• **GIVEN EXERCISE**
Which lines in the material below contain the word "street"? Copy each of them in full, and count a line only if the capitalization matches.

• **WORKING DATA**
------------------------------------------------
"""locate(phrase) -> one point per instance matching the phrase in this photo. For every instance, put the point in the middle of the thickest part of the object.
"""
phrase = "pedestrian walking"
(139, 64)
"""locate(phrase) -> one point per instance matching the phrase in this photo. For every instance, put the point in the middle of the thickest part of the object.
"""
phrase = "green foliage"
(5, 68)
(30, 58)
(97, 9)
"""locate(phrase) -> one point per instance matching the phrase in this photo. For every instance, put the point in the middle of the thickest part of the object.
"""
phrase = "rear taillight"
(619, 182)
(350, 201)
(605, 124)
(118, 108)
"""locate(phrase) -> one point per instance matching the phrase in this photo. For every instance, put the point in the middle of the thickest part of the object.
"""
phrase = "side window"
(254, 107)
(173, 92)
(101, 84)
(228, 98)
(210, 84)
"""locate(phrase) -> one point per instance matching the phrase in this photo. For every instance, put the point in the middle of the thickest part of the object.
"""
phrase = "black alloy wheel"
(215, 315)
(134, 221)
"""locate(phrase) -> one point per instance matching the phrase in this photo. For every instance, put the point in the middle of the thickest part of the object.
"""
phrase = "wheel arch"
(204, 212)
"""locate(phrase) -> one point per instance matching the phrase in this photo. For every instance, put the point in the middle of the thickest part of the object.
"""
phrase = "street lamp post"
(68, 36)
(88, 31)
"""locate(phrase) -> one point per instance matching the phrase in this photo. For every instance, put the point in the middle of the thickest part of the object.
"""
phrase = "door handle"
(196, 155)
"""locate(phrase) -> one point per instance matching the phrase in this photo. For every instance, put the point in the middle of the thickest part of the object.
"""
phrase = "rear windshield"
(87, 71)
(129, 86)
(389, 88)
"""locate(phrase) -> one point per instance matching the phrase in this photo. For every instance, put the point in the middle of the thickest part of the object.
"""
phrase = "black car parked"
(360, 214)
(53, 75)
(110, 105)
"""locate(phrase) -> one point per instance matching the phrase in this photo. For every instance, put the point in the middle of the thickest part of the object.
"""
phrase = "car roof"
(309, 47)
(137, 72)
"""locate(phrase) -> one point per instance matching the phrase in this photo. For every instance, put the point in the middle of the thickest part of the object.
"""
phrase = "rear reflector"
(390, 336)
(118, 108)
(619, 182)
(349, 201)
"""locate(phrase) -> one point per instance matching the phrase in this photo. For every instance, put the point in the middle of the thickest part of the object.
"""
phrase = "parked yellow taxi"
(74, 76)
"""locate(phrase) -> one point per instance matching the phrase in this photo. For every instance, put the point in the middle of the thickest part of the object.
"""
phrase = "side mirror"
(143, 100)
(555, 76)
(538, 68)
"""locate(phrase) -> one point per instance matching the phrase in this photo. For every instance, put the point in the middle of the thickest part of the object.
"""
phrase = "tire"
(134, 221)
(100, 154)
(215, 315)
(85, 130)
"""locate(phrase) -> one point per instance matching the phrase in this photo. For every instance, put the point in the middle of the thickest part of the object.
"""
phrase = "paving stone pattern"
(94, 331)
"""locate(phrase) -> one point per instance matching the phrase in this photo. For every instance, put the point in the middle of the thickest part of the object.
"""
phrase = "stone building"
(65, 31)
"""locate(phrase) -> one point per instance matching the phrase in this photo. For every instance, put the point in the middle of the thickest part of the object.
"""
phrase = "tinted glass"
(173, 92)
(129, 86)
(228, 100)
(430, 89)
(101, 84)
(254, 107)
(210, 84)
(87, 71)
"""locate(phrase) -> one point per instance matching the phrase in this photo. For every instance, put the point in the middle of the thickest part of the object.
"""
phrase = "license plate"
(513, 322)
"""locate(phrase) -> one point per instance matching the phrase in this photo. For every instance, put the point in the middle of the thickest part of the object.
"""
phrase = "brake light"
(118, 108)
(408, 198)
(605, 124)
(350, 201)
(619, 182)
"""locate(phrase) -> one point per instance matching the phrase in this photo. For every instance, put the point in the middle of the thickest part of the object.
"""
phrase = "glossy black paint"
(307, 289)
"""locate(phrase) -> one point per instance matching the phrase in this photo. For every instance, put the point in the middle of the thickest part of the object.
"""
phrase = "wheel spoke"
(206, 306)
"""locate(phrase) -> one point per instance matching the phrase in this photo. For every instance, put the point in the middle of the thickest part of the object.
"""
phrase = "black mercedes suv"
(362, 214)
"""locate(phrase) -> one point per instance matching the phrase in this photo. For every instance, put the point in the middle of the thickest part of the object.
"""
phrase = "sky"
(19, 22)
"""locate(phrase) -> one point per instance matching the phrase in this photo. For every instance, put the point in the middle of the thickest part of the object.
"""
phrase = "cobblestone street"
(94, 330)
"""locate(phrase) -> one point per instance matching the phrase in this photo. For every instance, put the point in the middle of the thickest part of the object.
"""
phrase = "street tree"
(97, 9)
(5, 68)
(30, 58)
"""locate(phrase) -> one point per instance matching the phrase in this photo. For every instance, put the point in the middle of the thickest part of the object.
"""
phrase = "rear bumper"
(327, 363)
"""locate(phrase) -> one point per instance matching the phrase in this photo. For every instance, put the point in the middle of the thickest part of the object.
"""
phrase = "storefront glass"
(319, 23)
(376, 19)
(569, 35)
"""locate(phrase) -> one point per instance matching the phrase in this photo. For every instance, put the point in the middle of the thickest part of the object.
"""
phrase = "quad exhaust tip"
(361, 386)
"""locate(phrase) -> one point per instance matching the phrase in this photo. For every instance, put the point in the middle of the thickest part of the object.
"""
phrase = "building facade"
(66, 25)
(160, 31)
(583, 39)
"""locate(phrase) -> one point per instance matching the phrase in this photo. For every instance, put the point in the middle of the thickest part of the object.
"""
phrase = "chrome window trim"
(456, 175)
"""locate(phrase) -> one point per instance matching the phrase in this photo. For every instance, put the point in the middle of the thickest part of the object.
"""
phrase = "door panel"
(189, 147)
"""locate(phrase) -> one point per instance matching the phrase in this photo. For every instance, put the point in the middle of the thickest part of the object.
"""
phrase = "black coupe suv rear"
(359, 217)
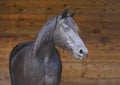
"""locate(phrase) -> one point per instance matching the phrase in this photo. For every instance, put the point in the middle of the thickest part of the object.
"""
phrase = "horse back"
(17, 48)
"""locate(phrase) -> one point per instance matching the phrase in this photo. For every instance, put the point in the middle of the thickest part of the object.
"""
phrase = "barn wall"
(98, 20)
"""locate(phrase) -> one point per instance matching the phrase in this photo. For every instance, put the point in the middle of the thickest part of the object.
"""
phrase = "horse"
(38, 62)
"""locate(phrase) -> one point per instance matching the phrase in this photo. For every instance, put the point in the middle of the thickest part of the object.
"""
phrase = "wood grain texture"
(98, 21)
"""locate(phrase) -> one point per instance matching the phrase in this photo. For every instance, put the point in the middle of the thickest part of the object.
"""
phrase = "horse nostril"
(81, 51)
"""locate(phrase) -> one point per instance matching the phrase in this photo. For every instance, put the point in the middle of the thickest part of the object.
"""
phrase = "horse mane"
(45, 34)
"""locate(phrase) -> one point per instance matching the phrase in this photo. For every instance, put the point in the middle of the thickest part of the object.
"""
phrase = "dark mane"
(45, 33)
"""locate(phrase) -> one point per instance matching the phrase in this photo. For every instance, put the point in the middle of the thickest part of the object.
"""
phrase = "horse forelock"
(45, 34)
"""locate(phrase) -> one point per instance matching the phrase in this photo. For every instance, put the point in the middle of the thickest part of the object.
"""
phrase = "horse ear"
(65, 12)
(73, 13)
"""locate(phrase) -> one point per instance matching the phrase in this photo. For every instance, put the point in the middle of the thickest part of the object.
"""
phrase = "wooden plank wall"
(98, 20)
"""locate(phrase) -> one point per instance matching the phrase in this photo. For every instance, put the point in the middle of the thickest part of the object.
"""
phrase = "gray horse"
(38, 62)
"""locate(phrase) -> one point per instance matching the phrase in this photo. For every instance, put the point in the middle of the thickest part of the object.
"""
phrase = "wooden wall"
(98, 20)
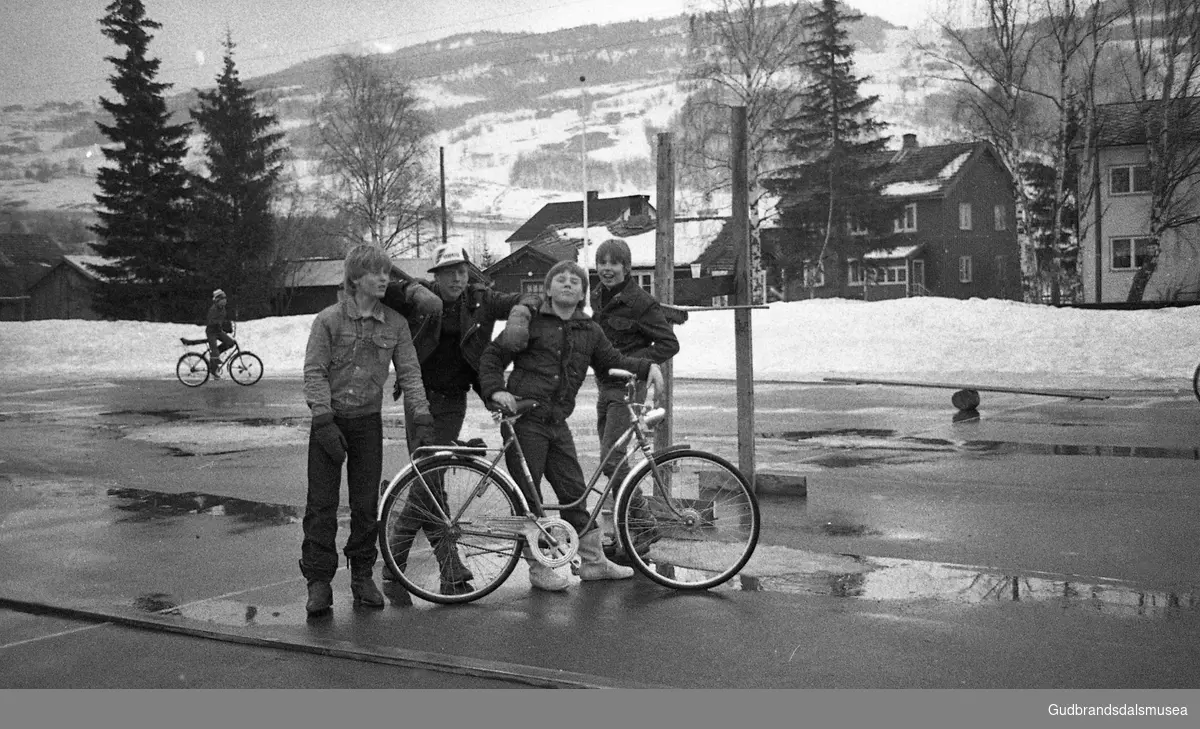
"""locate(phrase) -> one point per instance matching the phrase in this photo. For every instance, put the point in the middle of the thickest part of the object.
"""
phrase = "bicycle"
(192, 368)
(448, 499)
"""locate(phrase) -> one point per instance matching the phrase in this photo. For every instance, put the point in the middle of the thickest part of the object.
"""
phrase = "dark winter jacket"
(552, 367)
(481, 308)
(635, 324)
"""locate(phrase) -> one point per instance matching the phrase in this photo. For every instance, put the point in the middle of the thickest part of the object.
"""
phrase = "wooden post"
(743, 332)
(664, 270)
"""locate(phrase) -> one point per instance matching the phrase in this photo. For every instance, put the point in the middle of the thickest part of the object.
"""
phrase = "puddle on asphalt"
(891, 579)
(850, 439)
(145, 505)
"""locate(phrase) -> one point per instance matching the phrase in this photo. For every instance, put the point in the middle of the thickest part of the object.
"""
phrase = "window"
(814, 275)
(1127, 180)
(895, 272)
(1129, 253)
(907, 220)
(855, 273)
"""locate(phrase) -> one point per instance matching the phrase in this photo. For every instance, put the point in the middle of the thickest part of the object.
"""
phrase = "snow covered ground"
(981, 342)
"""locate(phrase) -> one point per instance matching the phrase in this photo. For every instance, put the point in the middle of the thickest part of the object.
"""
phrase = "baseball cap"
(450, 254)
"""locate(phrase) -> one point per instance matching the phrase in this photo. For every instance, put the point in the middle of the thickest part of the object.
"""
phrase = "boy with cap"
(563, 342)
(351, 348)
(449, 336)
(215, 330)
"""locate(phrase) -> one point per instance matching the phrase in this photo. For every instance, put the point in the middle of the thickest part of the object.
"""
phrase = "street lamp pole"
(582, 255)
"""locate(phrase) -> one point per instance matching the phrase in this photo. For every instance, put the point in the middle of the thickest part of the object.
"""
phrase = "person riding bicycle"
(563, 342)
(215, 329)
(634, 321)
(449, 336)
------------------------------------------------
• **ANSWER FOR THIS EXERCISE**
phrase = "street lamp post"
phrase = "cobblestone street"
phrase = "street tree"
phrase = "street lamp pole"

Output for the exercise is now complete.